**Task objective**:
Repeat word for word the rows below, starting with the line that contains "Using the image provided, carefully outline every clear" and going on through the end of the rows.

Data listing:
>>>>>
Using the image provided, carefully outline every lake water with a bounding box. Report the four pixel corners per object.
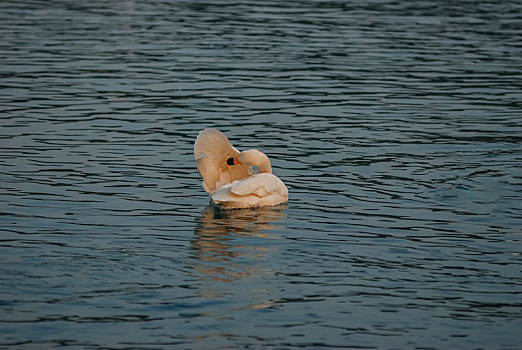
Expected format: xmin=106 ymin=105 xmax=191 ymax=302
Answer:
xmin=0 ymin=0 xmax=522 ymax=349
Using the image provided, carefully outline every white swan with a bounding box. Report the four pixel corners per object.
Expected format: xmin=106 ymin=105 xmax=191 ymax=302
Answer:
xmin=194 ymin=129 xmax=288 ymax=209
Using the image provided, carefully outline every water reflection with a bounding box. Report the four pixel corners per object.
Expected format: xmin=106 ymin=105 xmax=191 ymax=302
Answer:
xmin=192 ymin=204 xmax=287 ymax=282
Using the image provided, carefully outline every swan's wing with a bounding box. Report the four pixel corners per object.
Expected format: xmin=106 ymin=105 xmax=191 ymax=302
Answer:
xmin=194 ymin=129 xmax=250 ymax=193
xmin=230 ymin=173 xmax=288 ymax=198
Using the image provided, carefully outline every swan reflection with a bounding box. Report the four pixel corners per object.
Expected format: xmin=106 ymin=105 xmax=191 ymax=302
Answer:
xmin=192 ymin=204 xmax=287 ymax=282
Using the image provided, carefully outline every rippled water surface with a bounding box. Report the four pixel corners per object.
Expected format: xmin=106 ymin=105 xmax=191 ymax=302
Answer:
xmin=0 ymin=0 xmax=522 ymax=349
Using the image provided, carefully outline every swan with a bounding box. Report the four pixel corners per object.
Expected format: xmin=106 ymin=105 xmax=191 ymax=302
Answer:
xmin=194 ymin=129 xmax=288 ymax=209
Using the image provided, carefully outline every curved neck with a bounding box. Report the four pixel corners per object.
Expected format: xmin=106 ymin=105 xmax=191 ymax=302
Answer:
xmin=257 ymin=161 xmax=272 ymax=174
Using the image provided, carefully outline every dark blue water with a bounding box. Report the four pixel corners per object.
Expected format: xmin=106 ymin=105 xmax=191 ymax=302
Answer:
xmin=0 ymin=0 xmax=522 ymax=349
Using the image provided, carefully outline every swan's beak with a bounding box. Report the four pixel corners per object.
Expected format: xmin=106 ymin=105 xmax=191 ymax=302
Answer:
xmin=227 ymin=157 xmax=241 ymax=165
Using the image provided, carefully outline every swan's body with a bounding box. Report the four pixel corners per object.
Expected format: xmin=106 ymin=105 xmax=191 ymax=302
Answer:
xmin=194 ymin=129 xmax=288 ymax=209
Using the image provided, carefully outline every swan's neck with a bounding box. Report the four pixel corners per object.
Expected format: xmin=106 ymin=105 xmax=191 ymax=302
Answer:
xmin=257 ymin=162 xmax=272 ymax=174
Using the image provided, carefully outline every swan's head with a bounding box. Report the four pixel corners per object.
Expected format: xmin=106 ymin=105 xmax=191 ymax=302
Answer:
xmin=227 ymin=149 xmax=272 ymax=173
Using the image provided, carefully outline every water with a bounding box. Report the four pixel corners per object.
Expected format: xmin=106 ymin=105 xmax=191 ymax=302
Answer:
xmin=0 ymin=0 xmax=522 ymax=349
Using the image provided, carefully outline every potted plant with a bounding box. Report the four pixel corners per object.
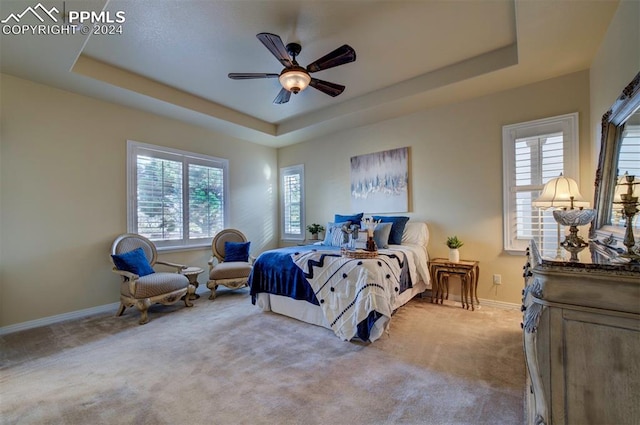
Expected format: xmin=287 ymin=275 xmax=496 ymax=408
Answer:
xmin=447 ymin=236 xmax=464 ymax=263
xmin=307 ymin=223 xmax=324 ymax=241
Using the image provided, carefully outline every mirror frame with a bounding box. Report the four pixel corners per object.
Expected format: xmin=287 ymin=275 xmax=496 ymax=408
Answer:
xmin=589 ymin=72 xmax=640 ymax=240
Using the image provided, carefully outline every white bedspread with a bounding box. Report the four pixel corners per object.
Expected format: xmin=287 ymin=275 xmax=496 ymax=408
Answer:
xmin=291 ymin=249 xmax=404 ymax=341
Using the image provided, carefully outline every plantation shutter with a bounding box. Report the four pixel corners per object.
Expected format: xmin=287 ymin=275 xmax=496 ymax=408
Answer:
xmin=127 ymin=141 xmax=228 ymax=248
xmin=503 ymin=113 xmax=578 ymax=253
xmin=137 ymin=154 xmax=183 ymax=241
xmin=189 ymin=164 xmax=224 ymax=239
xmin=281 ymin=165 xmax=305 ymax=240
xmin=611 ymin=124 xmax=640 ymax=228
xmin=511 ymin=133 xmax=564 ymax=251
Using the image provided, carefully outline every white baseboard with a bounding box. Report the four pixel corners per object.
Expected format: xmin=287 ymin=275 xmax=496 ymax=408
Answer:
xmin=0 ymin=285 xmax=209 ymax=336
xmin=0 ymin=302 xmax=120 ymax=335
xmin=0 ymin=285 xmax=520 ymax=336
xmin=425 ymin=290 xmax=521 ymax=311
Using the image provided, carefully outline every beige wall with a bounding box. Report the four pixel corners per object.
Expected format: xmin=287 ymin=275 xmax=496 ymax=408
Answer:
xmin=589 ymin=0 xmax=640 ymax=175
xmin=278 ymin=71 xmax=593 ymax=304
xmin=0 ymin=75 xmax=278 ymax=326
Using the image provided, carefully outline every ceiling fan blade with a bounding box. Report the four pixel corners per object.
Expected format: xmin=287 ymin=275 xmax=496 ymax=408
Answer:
xmin=309 ymin=78 xmax=345 ymax=97
xmin=256 ymin=32 xmax=293 ymax=68
xmin=307 ymin=44 xmax=356 ymax=72
xmin=273 ymin=88 xmax=291 ymax=105
xmin=229 ymin=72 xmax=280 ymax=80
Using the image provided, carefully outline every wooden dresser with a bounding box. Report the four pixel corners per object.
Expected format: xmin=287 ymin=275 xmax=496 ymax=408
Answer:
xmin=522 ymin=243 xmax=640 ymax=425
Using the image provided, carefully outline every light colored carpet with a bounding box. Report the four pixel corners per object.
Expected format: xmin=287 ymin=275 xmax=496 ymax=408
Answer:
xmin=0 ymin=290 xmax=525 ymax=425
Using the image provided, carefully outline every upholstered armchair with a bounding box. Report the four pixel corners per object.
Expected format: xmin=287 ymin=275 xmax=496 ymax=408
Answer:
xmin=111 ymin=233 xmax=196 ymax=325
xmin=207 ymin=229 xmax=253 ymax=300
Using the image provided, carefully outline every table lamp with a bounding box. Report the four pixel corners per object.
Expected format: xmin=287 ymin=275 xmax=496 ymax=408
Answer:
xmin=531 ymin=173 xmax=596 ymax=261
xmin=613 ymin=173 xmax=640 ymax=261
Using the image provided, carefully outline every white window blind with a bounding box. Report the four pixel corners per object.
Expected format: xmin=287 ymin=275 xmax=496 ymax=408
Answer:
xmin=280 ymin=165 xmax=305 ymax=240
xmin=503 ymin=113 xmax=579 ymax=256
xmin=127 ymin=141 xmax=228 ymax=248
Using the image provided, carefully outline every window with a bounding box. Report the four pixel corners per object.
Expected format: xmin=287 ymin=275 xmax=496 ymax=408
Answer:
xmin=280 ymin=164 xmax=305 ymax=240
xmin=502 ymin=113 xmax=579 ymax=257
xmin=611 ymin=122 xmax=640 ymax=228
xmin=127 ymin=141 xmax=229 ymax=249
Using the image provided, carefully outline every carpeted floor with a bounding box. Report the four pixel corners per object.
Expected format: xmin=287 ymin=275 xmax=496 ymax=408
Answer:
xmin=0 ymin=290 xmax=525 ymax=425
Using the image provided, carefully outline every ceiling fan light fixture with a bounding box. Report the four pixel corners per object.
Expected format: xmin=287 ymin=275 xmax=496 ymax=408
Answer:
xmin=278 ymin=67 xmax=311 ymax=94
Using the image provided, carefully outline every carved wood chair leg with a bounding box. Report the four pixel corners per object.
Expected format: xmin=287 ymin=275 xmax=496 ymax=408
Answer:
xmin=184 ymin=285 xmax=196 ymax=307
xmin=136 ymin=298 xmax=151 ymax=325
xmin=209 ymin=285 xmax=218 ymax=300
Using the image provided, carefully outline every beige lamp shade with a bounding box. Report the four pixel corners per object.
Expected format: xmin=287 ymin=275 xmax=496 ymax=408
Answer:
xmin=531 ymin=173 xmax=589 ymax=209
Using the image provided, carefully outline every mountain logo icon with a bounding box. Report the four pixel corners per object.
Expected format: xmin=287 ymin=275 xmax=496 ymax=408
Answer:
xmin=0 ymin=3 xmax=60 ymax=24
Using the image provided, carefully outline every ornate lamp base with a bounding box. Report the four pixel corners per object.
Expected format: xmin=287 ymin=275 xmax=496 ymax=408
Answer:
xmin=561 ymin=226 xmax=589 ymax=262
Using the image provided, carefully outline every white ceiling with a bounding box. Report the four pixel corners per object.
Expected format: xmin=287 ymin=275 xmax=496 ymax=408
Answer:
xmin=0 ymin=0 xmax=617 ymax=147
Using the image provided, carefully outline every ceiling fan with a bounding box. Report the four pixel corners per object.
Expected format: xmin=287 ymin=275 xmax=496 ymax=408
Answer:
xmin=229 ymin=32 xmax=356 ymax=104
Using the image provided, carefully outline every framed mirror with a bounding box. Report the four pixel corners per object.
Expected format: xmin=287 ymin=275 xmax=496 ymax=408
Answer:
xmin=590 ymin=72 xmax=640 ymax=241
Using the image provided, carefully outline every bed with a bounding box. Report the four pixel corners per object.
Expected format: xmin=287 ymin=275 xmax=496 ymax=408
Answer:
xmin=249 ymin=222 xmax=431 ymax=342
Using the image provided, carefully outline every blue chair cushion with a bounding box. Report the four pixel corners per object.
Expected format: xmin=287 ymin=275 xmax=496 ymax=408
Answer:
xmin=111 ymin=248 xmax=155 ymax=277
xmin=333 ymin=213 xmax=364 ymax=225
xmin=224 ymin=241 xmax=251 ymax=262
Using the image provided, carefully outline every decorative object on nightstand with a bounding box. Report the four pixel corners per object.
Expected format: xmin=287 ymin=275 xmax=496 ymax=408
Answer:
xmin=363 ymin=218 xmax=379 ymax=251
xmin=307 ymin=223 xmax=324 ymax=241
xmin=531 ymin=173 xmax=595 ymax=261
xmin=446 ymin=236 xmax=464 ymax=263
xmin=613 ymin=173 xmax=640 ymax=261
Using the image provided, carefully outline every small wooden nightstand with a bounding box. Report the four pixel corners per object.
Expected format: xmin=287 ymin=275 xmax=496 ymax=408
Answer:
xmin=429 ymin=258 xmax=480 ymax=310
xmin=180 ymin=267 xmax=204 ymax=300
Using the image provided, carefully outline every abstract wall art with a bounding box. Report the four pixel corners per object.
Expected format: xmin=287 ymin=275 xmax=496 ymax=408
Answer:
xmin=351 ymin=148 xmax=409 ymax=213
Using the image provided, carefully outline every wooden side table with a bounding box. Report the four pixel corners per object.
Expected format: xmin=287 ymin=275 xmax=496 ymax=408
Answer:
xmin=429 ymin=258 xmax=480 ymax=310
xmin=180 ymin=267 xmax=204 ymax=300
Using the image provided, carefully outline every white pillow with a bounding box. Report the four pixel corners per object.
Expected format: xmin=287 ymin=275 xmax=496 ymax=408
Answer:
xmin=402 ymin=221 xmax=429 ymax=247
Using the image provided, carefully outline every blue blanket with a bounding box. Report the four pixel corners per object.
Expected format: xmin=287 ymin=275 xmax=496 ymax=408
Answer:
xmin=249 ymin=245 xmax=411 ymax=341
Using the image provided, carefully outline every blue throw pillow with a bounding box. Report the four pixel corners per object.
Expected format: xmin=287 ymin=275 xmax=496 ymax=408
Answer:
xmin=111 ymin=248 xmax=155 ymax=277
xmin=372 ymin=223 xmax=392 ymax=249
xmin=373 ymin=215 xmax=409 ymax=245
xmin=224 ymin=242 xmax=251 ymax=263
xmin=333 ymin=213 xmax=364 ymax=224
xmin=322 ymin=221 xmax=351 ymax=246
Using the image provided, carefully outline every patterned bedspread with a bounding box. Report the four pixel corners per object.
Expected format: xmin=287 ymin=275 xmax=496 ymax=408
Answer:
xmin=291 ymin=250 xmax=411 ymax=341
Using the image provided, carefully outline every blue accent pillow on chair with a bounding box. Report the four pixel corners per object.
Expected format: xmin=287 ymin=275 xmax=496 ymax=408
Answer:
xmin=111 ymin=248 xmax=155 ymax=277
xmin=224 ymin=242 xmax=251 ymax=263
xmin=372 ymin=215 xmax=409 ymax=245
xmin=333 ymin=213 xmax=364 ymax=225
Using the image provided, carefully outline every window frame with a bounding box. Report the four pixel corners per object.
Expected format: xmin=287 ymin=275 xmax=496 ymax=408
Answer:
xmin=502 ymin=112 xmax=580 ymax=255
xmin=127 ymin=140 xmax=229 ymax=251
xmin=280 ymin=164 xmax=307 ymax=241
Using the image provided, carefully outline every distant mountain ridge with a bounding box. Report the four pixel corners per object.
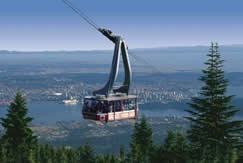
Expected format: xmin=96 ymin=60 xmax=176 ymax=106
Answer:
xmin=0 ymin=44 xmax=243 ymax=54
xmin=0 ymin=44 xmax=243 ymax=72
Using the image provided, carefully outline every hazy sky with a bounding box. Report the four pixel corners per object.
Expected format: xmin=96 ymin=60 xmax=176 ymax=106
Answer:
xmin=0 ymin=0 xmax=243 ymax=50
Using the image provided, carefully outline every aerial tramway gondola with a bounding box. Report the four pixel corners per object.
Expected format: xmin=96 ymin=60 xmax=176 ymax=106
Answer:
xmin=63 ymin=0 xmax=138 ymax=122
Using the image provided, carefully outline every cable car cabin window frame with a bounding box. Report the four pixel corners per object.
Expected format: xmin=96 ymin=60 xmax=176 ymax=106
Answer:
xmin=83 ymin=96 xmax=137 ymax=114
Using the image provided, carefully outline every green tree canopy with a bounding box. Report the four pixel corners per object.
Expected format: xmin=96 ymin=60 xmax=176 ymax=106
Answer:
xmin=1 ymin=92 xmax=37 ymax=163
xmin=186 ymin=43 xmax=243 ymax=162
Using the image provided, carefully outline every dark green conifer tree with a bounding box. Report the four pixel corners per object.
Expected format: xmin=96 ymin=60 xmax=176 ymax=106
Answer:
xmin=128 ymin=116 xmax=153 ymax=163
xmin=1 ymin=93 xmax=37 ymax=163
xmin=186 ymin=43 xmax=243 ymax=163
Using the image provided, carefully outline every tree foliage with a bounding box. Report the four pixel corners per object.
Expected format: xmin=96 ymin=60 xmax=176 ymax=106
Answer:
xmin=187 ymin=43 xmax=243 ymax=162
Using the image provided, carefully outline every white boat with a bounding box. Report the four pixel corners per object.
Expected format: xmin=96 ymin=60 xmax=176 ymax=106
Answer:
xmin=62 ymin=96 xmax=78 ymax=105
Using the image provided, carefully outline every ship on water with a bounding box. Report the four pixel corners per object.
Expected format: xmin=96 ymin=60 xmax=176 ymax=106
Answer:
xmin=62 ymin=96 xmax=78 ymax=105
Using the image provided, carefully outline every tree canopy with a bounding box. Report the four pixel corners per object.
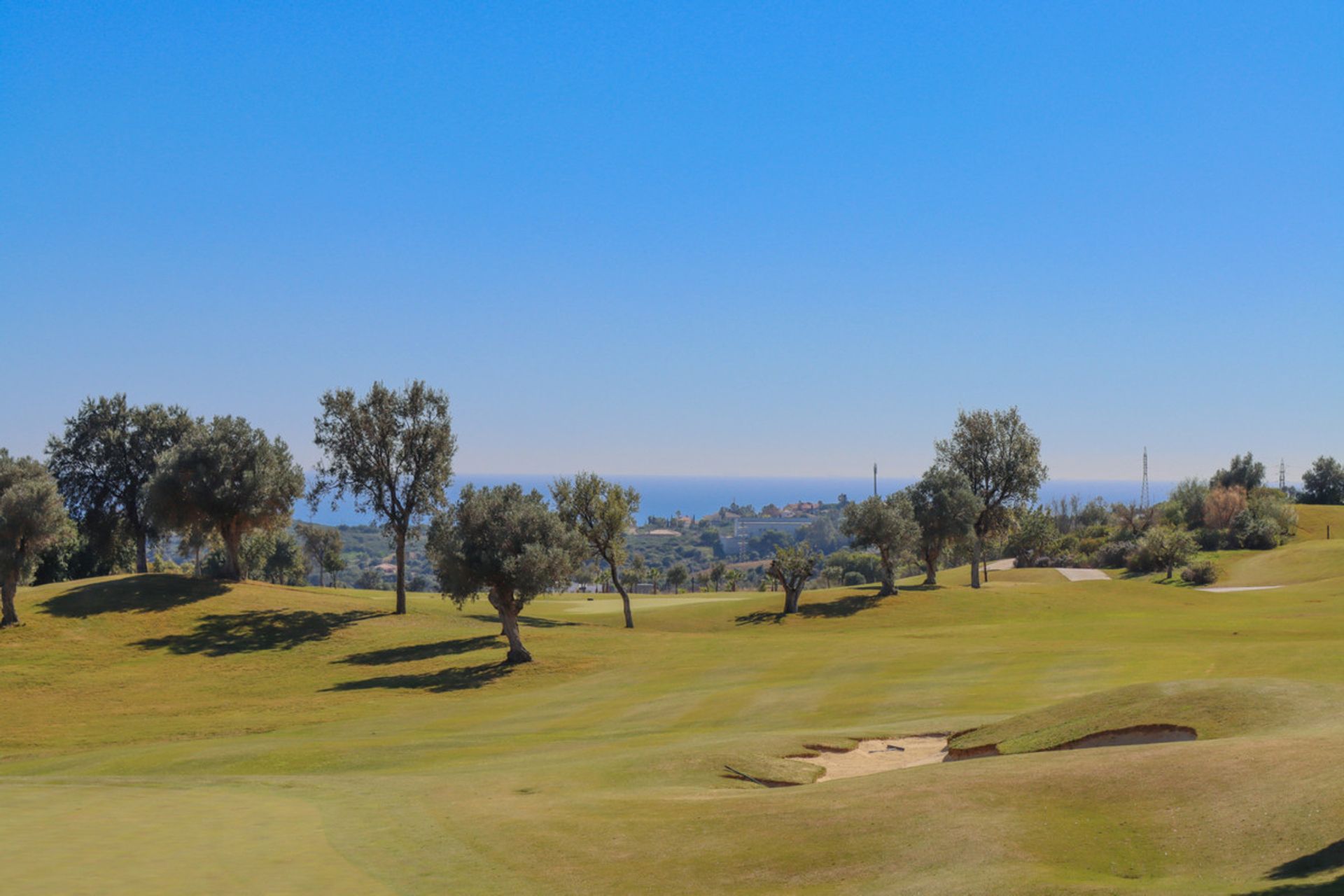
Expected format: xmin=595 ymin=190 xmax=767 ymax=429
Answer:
xmin=0 ymin=449 xmax=71 ymax=629
xmin=1302 ymin=456 xmax=1344 ymax=504
xmin=934 ymin=407 xmax=1049 ymax=589
xmin=551 ymin=473 xmax=642 ymax=629
xmin=426 ymin=484 xmax=584 ymax=662
xmin=1208 ymin=451 xmax=1265 ymax=491
xmin=909 ymin=466 xmax=980 ymax=584
xmin=844 ymin=491 xmax=919 ymax=596
xmin=766 ymin=544 xmax=821 ymax=614
xmin=309 ymin=380 xmax=457 ymax=612
xmin=149 ymin=416 xmax=304 ymax=579
xmin=47 ymin=392 xmax=193 ymax=573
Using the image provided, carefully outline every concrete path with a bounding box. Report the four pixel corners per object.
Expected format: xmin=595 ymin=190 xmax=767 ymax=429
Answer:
xmin=1055 ymin=567 xmax=1110 ymax=582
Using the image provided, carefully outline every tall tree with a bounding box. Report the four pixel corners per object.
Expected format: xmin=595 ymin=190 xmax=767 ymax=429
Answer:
xmin=148 ymin=416 xmax=304 ymax=579
xmin=1208 ymin=451 xmax=1265 ymax=493
xmin=766 ymin=544 xmax=821 ymax=614
xmin=0 ymin=449 xmax=74 ymax=629
xmin=1302 ymin=456 xmax=1344 ymax=504
xmin=934 ymin=407 xmax=1049 ymax=589
xmin=840 ymin=491 xmax=919 ymax=598
xmin=309 ymin=380 xmax=457 ymax=612
xmin=909 ymin=466 xmax=980 ymax=584
xmin=425 ymin=482 xmax=586 ymax=664
xmin=47 ymin=392 xmax=193 ymax=573
xmin=551 ymin=473 xmax=642 ymax=629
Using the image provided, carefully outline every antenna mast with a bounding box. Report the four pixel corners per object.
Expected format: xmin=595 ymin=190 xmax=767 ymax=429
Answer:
xmin=1138 ymin=444 xmax=1148 ymax=510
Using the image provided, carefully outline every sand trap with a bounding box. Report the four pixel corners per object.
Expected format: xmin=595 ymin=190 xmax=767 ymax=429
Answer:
xmin=793 ymin=735 xmax=948 ymax=782
xmin=1055 ymin=567 xmax=1110 ymax=582
xmin=542 ymin=592 xmax=760 ymax=612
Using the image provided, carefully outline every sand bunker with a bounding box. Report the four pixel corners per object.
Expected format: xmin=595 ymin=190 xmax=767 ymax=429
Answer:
xmin=785 ymin=725 xmax=1199 ymax=786
xmin=793 ymin=735 xmax=948 ymax=780
xmin=1055 ymin=567 xmax=1110 ymax=582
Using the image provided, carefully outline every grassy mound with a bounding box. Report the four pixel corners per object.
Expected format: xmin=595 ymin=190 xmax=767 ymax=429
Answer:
xmin=948 ymin=678 xmax=1338 ymax=755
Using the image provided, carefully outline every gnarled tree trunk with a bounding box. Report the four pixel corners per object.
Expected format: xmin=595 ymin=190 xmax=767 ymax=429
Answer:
xmin=489 ymin=589 xmax=532 ymax=665
xmin=970 ymin=533 xmax=983 ymax=589
xmin=0 ymin=567 xmax=19 ymax=629
xmin=396 ymin=529 xmax=406 ymax=615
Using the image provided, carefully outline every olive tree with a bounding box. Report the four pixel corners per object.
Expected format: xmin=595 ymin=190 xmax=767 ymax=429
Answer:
xmin=148 ymin=416 xmax=304 ymax=579
xmin=934 ymin=407 xmax=1049 ymax=589
xmin=766 ymin=544 xmax=821 ymax=614
xmin=1302 ymin=456 xmax=1344 ymax=504
xmin=1138 ymin=525 xmax=1199 ymax=579
xmin=308 ymin=380 xmax=457 ymax=614
xmin=909 ymin=466 xmax=980 ymax=584
xmin=840 ymin=491 xmax=919 ymax=596
xmin=551 ymin=473 xmax=640 ymax=629
xmin=47 ymin=393 xmax=193 ymax=573
xmin=0 ymin=449 xmax=73 ymax=629
xmin=425 ymin=484 xmax=584 ymax=664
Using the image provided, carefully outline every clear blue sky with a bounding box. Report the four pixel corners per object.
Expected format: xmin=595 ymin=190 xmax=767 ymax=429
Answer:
xmin=0 ymin=1 xmax=1344 ymax=478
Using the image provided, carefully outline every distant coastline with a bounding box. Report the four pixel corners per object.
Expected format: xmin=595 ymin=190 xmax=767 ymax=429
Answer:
xmin=294 ymin=473 xmax=1175 ymax=525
<<<<<
**Answer below**:
Using the image provided, carefully outline every clear blue sky with a bounding box. Report the four pixel corners per object.
Expected format: xmin=595 ymin=190 xmax=767 ymax=429
Answer:
xmin=0 ymin=1 xmax=1344 ymax=478
Using the image provided, carefully outline every distant coastline with a bounding box. Report the four pixel corners per object.
Expected format: xmin=595 ymin=190 xmax=767 ymax=429
Answer:
xmin=294 ymin=473 xmax=1175 ymax=525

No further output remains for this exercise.